*To be done*: Convert all of the data below into a numbered list with one item per line, leaving out any blank lines.
>> Start Provided material
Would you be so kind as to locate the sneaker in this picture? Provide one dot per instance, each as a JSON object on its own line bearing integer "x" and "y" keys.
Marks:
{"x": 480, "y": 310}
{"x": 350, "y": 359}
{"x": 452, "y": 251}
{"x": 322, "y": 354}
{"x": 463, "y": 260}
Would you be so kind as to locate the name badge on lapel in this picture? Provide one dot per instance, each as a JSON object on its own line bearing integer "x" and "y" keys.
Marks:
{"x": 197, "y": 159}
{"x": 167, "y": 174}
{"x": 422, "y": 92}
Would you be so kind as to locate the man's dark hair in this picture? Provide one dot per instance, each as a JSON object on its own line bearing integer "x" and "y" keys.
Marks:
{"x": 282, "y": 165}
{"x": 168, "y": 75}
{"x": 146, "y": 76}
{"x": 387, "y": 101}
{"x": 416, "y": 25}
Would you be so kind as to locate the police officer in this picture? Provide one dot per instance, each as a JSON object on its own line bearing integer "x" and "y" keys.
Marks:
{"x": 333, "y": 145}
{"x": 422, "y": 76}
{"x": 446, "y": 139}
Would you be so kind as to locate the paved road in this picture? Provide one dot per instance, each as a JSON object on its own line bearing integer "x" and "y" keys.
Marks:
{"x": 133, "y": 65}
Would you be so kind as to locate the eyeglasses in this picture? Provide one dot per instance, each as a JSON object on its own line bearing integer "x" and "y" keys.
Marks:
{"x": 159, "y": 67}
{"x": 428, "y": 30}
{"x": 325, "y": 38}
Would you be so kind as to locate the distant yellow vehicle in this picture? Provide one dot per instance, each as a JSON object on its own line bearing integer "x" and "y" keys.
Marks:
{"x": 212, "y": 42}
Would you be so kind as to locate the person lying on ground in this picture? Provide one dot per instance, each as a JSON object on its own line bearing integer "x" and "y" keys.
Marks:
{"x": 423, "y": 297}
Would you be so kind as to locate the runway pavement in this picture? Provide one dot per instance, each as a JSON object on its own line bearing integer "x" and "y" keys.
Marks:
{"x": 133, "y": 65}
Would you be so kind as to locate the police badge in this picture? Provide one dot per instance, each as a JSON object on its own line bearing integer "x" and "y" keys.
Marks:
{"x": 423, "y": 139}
>> End Provided material
*Task result*:
1. Would you be so kind as to locate the sneaker in this picture? Provide one dot per instance, each as a JSON object on its own line bearing integer "x" and "y" keys.
2. Marks:
3. {"x": 480, "y": 310}
4. {"x": 350, "y": 359}
5. {"x": 452, "y": 251}
6. {"x": 322, "y": 354}
7. {"x": 463, "y": 260}
8. Would you be so kind as to locate the name badge on lapel in this picture? Provide one dot per instance, each as a JSON object on its own line bearing integer "x" and "y" keys.
9. Marks:
10. {"x": 197, "y": 159}
11. {"x": 167, "y": 174}
12. {"x": 422, "y": 92}
13. Would you be so kind as to locate the man's dark hair in this picture? Provide one dot per instance, each as a JSON object on its own line bearing integer "x" and "y" keys.
14. Marks:
15. {"x": 282, "y": 165}
16. {"x": 168, "y": 75}
17. {"x": 146, "y": 76}
18. {"x": 387, "y": 101}
19. {"x": 416, "y": 25}
20. Would you be so kind as to locate the police officer in this picture? Provide one dot per instance, each as a JSON object on its own line bearing integer "x" and "y" keys.
21. Marks:
22. {"x": 333, "y": 145}
23. {"x": 422, "y": 76}
24. {"x": 446, "y": 139}
25. Would you be so kind as to locate the paved road in this picture? Provide one dot per instance, each as a JSON object on its own line bearing integer "x" and "y" keys.
26. Marks:
27. {"x": 133, "y": 65}
28. Would you be so kind as to locate the eyeglasses in this picture? Provide one dot per instance, each as a JSON object on its own line bearing integer "x" and "y" keys.
29. Marks:
30. {"x": 159, "y": 67}
31. {"x": 428, "y": 30}
32. {"x": 325, "y": 38}
33. Would you be so kind as to locate the distant yellow vehicle in this picture? Provide one dot per instance, each as a JSON object on its own line bearing integer "x" and "y" keys.
34. Marks:
35. {"x": 212, "y": 42}
36. Would you be so kind as to locate the person lying on ground in this picture? Provide one dot per instance, each as a JSON object on its own line bearing integer "x" and "y" keys.
37. Marks:
38. {"x": 423, "y": 297}
39. Would you be so kind as to locate the runway pavement in this picture? Provide one dot per instance, each as a JSON object on its own line bearing integer "x" and "y" keys.
40. Marks:
41. {"x": 133, "y": 65}
42. Would you be so kind as to locate the police badge in this picture? Provide one dot per instance, each as a JSON object on its own line bearing integer "x" and "y" keys.
43. Marks:
44. {"x": 423, "y": 139}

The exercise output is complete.